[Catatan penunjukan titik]
⁂

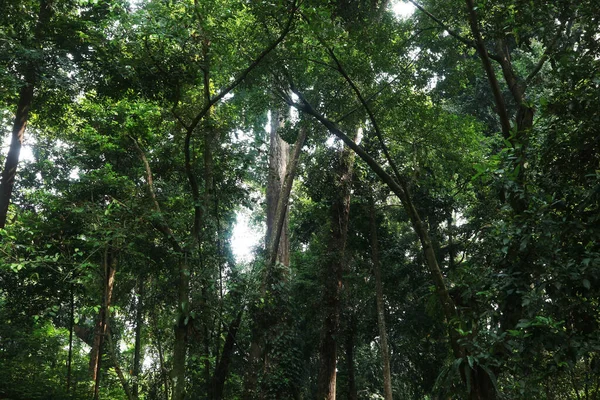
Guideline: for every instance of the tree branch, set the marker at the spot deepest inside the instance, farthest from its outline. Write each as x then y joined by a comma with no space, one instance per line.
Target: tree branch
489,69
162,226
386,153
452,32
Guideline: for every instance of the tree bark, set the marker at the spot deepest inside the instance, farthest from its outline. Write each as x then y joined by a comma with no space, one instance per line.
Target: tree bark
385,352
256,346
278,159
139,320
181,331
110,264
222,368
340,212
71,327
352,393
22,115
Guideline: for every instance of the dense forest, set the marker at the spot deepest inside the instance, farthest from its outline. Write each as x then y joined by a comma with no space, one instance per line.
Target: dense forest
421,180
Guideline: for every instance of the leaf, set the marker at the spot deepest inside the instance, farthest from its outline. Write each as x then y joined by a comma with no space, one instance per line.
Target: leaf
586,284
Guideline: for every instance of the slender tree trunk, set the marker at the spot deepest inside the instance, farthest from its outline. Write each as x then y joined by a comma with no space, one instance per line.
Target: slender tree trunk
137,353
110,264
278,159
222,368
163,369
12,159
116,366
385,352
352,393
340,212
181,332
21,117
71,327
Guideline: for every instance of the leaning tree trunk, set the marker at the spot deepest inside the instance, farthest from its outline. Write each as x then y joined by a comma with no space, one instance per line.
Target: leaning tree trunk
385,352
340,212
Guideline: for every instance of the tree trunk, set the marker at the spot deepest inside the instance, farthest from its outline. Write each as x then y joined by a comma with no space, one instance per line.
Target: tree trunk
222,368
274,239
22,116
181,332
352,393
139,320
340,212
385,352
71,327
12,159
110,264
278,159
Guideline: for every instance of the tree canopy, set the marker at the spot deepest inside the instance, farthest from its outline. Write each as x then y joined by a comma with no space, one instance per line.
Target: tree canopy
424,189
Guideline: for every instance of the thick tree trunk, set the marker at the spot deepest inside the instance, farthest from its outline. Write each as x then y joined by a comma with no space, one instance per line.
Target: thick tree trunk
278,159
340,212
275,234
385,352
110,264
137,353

⁂

» TUGAS ANDA
Sajikan baris-baris daftar di atas sebagai butir bernomor tanpa baris kosong. Mulailah dari baris yang memuat "Guideline: for every instance of the tree trunk, set", dan berhentilah setelah baris terakhir daftar.

» HASIL TUGAS
1. Guideline: for every instance of the tree trunk, set the marker at the spot deepest inside the instance, farthest from its outline. Write each as x then y joined by a comma with no space, one instance per line.
2. Target: tree trunk
3. 222,368
4. 274,239
5. 22,116
6. 181,332
7. 352,393
8. 139,320
9. 340,212
10. 385,352
11. 71,327
12. 12,159
13. 110,264
14. 278,159
15. Guideline: for every instance of the tree canopy, set the marker at the spot deepest inside the instance, farthest from its outline. Write each as x then y joined by a comma with no space, one instance per line.
16. Target: tree canopy
17. 424,189
18. Guideline: for every instance of the thick tree trunk, set the marker at the spot deepest inside the instance, farthest from its outline. Write each as x then y joined by a comma with no space, one instance per line.
19. Target: thick tree trunk
20. 278,159
21. 340,212
22. 275,234
23. 385,352
24. 110,264
25. 137,353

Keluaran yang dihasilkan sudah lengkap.